WRITTEN INSTRUCTION: Rewrite the records from the line with "Practice step: pin every instance of the stone archway" to the line with "[(362, 165), (10, 287)]", putting "brick pavement" wherever "cobblestone ground" appears and changing nothing else.

Records from a point labeling set:
━━━━
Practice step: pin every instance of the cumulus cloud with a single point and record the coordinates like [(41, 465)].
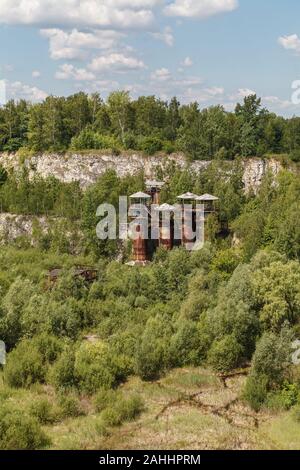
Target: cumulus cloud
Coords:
[(68, 71), (199, 8), (117, 62), (161, 75), (166, 36), (291, 42), (116, 13), (74, 44), (187, 62), (18, 90)]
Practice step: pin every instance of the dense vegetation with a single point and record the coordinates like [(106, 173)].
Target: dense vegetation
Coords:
[(81, 122)]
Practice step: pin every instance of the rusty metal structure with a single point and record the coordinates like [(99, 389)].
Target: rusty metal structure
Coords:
[(188, 217), (168, 220), (140, 217), (166, 226), (154, 188)]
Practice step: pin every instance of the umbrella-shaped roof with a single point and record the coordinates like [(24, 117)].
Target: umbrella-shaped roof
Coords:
[(207, 197), (140, 195), (154, 184), (188, 196), (166, 208)]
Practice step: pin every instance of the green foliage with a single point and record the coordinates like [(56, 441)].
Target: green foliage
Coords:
[(43, 411), (25, 366), (124, 410), (256, 390), (20, 432), (96, 367), (153, 351), (224, 354), (285, 399)]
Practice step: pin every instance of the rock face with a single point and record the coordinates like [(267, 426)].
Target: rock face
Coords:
[(14, 226), (87, 168)]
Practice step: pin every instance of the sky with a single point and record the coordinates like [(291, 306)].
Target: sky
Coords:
[(210, 51)]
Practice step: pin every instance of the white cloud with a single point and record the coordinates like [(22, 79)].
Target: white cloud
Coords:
[(161, 75), (74, 44), (241, 94), (18, 90), (116, 62), (214, 91), (187, 62), (291, 42), (166, 36), (275, 101), (68, 71), (107, 13), (199, 8)]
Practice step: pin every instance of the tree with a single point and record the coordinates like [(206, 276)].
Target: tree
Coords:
[(120, 112), (277, 289)]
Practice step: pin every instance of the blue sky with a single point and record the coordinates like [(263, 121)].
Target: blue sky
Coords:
[(212, 51)]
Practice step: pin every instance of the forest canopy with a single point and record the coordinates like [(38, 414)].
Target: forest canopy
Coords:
[(147, 124)]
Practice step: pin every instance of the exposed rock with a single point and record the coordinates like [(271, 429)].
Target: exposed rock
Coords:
[(87, 168)]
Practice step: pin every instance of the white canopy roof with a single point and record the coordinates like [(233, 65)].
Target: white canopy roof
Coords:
[(166, 208), (188, 196), (140, 195), (207, 197), (154, 184)]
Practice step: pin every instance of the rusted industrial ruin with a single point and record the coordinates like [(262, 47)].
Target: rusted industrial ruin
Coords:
[(144, 244)]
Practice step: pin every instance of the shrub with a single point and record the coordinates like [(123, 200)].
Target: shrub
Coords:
[(153, 353), (20, 432), (25, 366), (62, 374), (70, 406), (285, 399), (104, 398), (186, 346), (296, 413), (43, 411), (123, 410), (256, 390), (224, 354), (272, 358), (96, 367)]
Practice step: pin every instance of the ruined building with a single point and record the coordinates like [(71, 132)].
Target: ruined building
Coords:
[(165, 225)]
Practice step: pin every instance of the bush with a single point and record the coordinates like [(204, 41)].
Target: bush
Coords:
[(186, 346), (62, 374), (43, 411), (224, 354), (153, 353), (105, 398), (20, 432), (285, 399), (25, 366), (96, 367), (151, 145), (256, 390), (70, 406), (296, 414), (123, 410)]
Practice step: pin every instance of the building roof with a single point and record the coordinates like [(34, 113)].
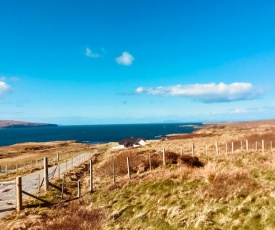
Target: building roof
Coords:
[(130, 141)]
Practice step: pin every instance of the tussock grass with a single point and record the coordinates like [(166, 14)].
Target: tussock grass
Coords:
[(225, 191)]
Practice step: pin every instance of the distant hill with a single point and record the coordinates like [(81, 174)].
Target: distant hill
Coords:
[(23, 124)]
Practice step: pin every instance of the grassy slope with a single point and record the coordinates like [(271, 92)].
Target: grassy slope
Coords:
[(233, 191)]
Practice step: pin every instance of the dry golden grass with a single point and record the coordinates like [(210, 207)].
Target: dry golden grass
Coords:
[(230, 190)]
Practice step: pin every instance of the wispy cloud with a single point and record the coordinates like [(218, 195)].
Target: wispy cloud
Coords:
[(207, 93), (4, 88), (90, 53), (125, 59)]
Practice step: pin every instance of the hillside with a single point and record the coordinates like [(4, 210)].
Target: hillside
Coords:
[(23, 124), (232, 188)]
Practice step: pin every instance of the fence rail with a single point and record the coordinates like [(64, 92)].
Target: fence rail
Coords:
[(31, 183)]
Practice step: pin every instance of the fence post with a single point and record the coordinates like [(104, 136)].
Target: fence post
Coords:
[(58, 172), (62, 187), (78, 189), (217, 149), (226, 148), (150, 162), (128, 167), (91, 175), (46, 174), (19, 193), (38, 183), (114, 172), (163, 156)]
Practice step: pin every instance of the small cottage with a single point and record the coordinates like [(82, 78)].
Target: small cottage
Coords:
[(131, 142)]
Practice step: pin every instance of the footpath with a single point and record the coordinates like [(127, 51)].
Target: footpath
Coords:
[(31, 183)]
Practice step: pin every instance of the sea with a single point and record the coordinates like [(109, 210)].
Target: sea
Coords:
[(93, 134)]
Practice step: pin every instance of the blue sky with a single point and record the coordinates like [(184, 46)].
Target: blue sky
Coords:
[(97, 62)]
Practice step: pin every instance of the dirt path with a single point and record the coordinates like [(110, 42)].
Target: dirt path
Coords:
[(30, 183)]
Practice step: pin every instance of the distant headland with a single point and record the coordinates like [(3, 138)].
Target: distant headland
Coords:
[(4, 124)]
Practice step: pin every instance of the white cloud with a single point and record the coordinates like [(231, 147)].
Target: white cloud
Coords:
[(125, 59), (89, 53), (207, 93), (4, 88)]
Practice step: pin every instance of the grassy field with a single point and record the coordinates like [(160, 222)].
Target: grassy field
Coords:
[(221, 190)]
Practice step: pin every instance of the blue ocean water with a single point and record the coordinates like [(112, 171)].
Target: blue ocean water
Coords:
[(92, 134)]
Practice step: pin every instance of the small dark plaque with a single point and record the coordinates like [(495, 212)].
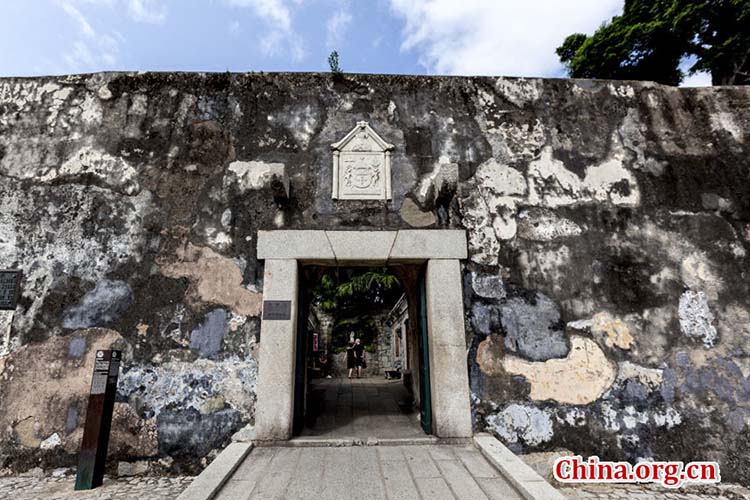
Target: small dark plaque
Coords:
[(277, 309), (10, 287), (98, 420)]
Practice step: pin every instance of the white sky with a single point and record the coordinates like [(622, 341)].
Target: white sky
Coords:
[(454, 37)]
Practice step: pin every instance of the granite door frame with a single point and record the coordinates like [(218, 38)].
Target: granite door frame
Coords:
[(284, 250)]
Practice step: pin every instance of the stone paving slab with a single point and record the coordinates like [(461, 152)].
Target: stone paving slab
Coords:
[(361, 409), (307, 484), (655, 492), (375, 472)]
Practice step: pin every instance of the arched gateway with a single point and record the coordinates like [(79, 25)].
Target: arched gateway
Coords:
[(439, 251)]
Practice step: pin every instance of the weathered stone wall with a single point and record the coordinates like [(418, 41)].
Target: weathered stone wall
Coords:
[(607, 301)]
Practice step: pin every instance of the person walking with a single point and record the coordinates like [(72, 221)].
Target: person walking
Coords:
[(350, 357), (359, 357)]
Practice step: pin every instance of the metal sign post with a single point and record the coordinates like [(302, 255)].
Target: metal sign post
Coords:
[(93, 454)]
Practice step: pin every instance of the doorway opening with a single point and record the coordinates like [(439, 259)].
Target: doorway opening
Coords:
[(362, 359)]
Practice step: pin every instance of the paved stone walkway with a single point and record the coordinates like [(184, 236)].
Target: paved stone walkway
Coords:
[(152, 488), (375, 472), (361, 408), (59, 488), (654, 492)]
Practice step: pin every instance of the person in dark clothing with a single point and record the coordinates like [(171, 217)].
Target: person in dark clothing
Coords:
[(350, 358), (359, 356), (325, 366)]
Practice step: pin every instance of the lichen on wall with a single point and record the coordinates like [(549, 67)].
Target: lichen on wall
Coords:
[(608, 228)]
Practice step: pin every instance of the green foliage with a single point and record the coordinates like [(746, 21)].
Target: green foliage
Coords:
[(649, 39), (333, 63), (351, 296)]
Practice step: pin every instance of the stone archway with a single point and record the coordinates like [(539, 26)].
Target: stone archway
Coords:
[(284, 250)]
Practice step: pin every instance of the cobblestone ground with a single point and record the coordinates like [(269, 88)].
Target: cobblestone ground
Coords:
[(155, 488), (59, 488), (653, 492)]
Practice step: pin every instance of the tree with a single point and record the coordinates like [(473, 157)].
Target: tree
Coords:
[(651, 37), (353, 298)]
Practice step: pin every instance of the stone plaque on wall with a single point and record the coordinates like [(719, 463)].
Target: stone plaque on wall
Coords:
[(362, 165), (10, 287)]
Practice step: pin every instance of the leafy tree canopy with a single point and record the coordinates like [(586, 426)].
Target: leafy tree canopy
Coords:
[(650, 38), (353, 296)]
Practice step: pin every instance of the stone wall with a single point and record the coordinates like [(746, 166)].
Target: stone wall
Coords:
[(607, 301)]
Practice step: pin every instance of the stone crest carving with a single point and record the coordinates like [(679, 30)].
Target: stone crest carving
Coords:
[(362, 165)]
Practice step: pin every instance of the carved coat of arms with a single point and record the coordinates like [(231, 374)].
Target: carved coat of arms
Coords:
[(362, 166)]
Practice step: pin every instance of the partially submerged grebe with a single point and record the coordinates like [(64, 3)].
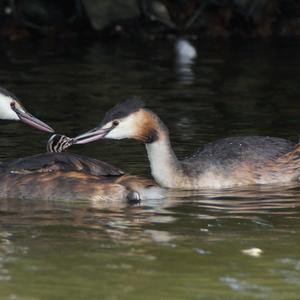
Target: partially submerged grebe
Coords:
[(228, 162)]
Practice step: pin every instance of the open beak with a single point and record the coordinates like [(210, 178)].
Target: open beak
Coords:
[(29, 119), (92, 135)]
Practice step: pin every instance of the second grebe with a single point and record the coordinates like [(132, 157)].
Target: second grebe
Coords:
[(12, 110), (52, 176), (228, 162), (67, 176)]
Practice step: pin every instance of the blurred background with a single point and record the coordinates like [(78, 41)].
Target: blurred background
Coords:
[(148, 19), (210, 69)]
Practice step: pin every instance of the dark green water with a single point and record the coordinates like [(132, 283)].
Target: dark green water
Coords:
[(189, 245)]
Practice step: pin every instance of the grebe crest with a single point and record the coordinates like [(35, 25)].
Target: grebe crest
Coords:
[(126, 120)]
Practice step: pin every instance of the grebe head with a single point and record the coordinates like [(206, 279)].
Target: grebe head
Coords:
[(126, 120), (11, 109), (59, 143)]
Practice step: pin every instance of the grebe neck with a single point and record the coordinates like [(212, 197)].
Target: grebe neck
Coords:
[(165, 167)]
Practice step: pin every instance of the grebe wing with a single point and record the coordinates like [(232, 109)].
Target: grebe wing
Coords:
[(253, 149), (49, 162)]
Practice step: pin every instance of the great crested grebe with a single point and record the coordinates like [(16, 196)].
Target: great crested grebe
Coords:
[(12, 110), (66, 176), (227, 162)]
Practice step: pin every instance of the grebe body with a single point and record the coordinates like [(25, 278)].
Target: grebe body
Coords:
[(55, 176), (228, 162)]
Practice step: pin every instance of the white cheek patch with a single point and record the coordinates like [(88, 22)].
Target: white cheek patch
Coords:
[(6, 113), (124, 130)]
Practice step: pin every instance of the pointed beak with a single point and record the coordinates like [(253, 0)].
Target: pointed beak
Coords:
[(91, 136), (29, 119)]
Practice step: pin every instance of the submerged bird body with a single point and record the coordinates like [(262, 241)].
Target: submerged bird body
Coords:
[(66, 176), (53, 176), (228, 162)]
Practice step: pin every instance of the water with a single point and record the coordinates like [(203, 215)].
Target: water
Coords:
[(189, 245)]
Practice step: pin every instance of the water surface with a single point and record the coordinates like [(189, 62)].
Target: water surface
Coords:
[(188, 245)]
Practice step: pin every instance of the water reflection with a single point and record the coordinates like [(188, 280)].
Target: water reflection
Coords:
[(186, 54)]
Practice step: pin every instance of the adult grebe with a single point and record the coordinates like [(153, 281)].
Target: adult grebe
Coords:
[(228, 162), (12, 110), (54, 176), (66, 176)]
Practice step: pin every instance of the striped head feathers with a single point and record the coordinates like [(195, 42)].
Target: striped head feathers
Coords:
[(59, 143)]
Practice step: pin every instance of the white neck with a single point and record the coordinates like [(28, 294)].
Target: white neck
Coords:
[(165, 167)]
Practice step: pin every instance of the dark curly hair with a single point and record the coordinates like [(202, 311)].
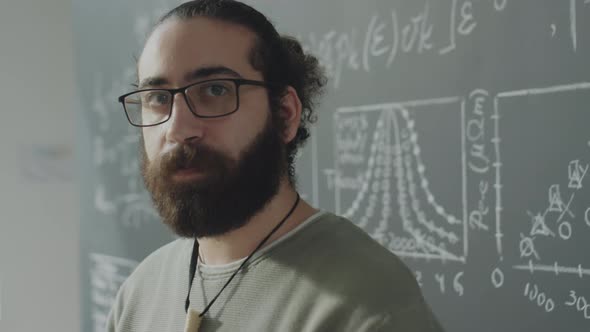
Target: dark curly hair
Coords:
[(280, 59)]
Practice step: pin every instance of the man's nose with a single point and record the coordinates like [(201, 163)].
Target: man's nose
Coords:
[(183, 124)]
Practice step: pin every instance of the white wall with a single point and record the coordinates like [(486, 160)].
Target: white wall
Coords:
[(39, 204)]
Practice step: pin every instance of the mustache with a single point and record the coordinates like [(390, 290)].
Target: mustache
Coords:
[(199, 157)]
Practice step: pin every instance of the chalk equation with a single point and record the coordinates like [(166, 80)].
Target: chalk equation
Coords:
[(379, 42)]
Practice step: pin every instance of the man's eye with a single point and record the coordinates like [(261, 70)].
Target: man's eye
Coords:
[(215, 90), (158, 98)]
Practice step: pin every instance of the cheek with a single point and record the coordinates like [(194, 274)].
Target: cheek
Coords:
[(151, 142)]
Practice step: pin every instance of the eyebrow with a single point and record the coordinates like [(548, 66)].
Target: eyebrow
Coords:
[(199, 73)]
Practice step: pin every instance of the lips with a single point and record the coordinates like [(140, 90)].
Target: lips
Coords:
[(187, 173)]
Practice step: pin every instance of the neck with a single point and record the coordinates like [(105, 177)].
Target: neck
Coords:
[(240, 242)]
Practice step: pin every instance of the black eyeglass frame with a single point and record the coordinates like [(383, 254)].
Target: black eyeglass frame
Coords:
[(182, 90)]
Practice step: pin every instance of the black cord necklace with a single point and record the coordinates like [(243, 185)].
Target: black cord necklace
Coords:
[(195, 254)]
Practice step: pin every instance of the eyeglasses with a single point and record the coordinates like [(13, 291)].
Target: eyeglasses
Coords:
[(206, 99)]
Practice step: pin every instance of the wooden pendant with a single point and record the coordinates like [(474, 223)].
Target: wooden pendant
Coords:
[(193, 321)]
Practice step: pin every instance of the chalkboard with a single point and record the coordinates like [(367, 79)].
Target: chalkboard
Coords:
[(454, 132)]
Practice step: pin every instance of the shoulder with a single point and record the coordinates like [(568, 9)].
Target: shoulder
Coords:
[(156, 276), (343, 251), (167, 259)]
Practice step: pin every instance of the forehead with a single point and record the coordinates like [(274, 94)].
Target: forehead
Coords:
[(177, 47)]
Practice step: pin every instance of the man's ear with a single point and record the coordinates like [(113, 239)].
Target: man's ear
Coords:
[(290, 112)]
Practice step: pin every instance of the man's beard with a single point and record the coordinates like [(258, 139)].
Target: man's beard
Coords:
[(228, 193)]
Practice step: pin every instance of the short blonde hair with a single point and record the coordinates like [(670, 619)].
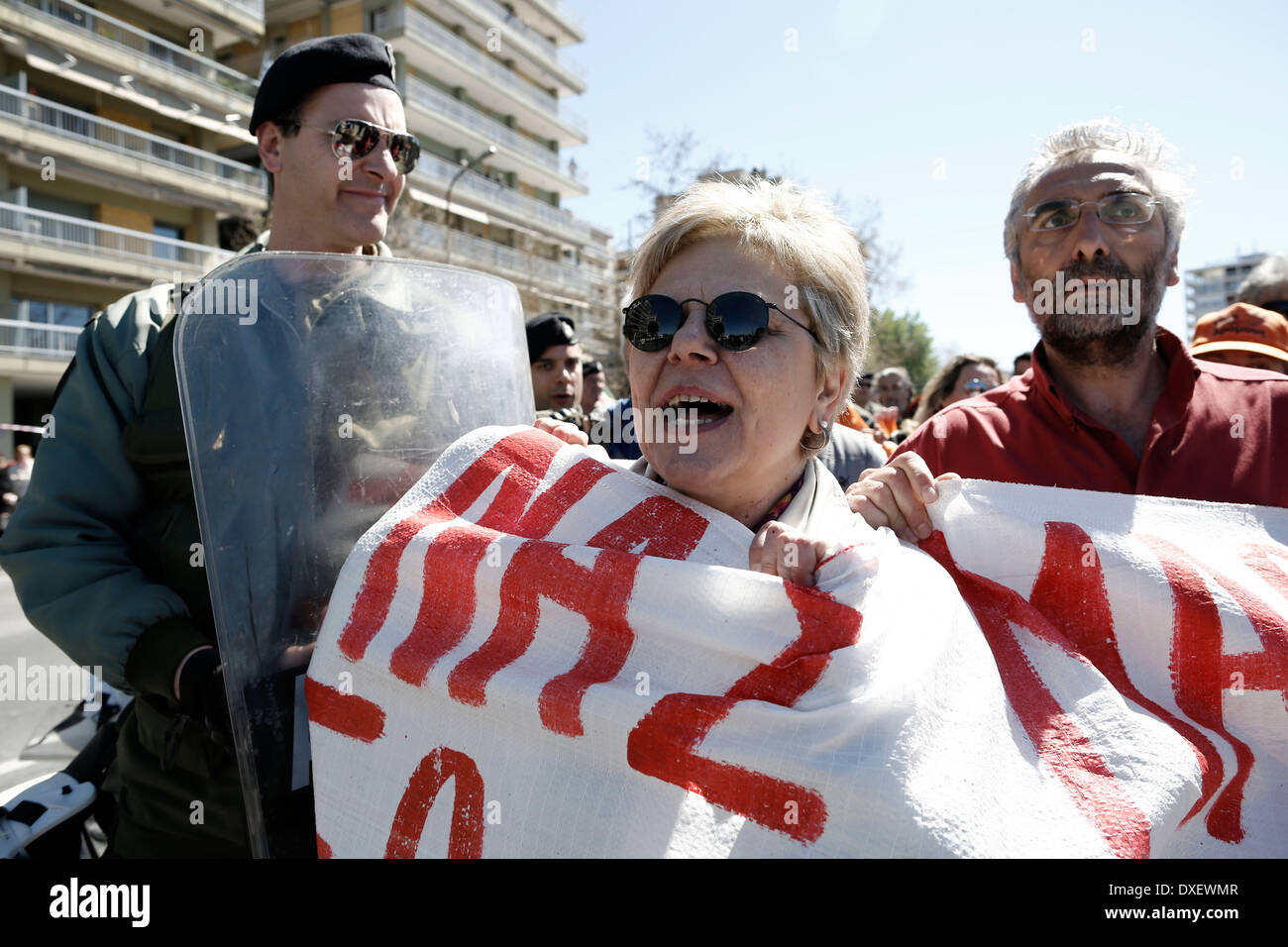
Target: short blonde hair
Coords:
[(803, 235)]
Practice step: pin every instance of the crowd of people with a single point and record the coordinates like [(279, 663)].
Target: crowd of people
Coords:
[(774, 390), (885, 406)]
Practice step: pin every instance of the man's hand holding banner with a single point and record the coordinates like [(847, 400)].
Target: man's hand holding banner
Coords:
[(535, 654)]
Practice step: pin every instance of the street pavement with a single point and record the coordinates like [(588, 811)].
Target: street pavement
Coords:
[(22, 719)]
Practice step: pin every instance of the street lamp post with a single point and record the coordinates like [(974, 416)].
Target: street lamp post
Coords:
[(447, 211)]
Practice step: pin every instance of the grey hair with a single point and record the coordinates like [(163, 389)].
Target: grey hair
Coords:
[(1266, 282), (1065, 147)]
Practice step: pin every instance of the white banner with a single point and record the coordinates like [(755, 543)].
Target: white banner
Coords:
[(535, 654)]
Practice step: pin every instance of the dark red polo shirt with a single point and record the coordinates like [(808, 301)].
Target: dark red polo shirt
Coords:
[(1218, 433)]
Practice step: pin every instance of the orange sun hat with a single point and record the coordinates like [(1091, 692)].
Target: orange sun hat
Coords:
[(1241, 328)]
━━━━
EXERCISE ANSWER:
Practice step: pin every instance of the stone archway with a single point and record the coordinates like [(539, 26)].
Target: stone archway
Coords:
[(284, 250)]
Practice step: pin every instance of the brick pavement with a single point and record the coordinates like [(269, 88)].
Target: brick pavement
Coords:
[(155, 488), (59, 488), (653, 492)]
Practice step: pin every instance of the tree with a single point and record the coordinates like [(473, 157)].
Target: tree
Coords:
[(651, 37), (353, 298)]
Practice step: pin every instance of the stone plaque on wall with a single point and record the coordinates like [(719, 463)].
Target: stone plaque on wall
Coords:
[(362, 165), (10, 287)]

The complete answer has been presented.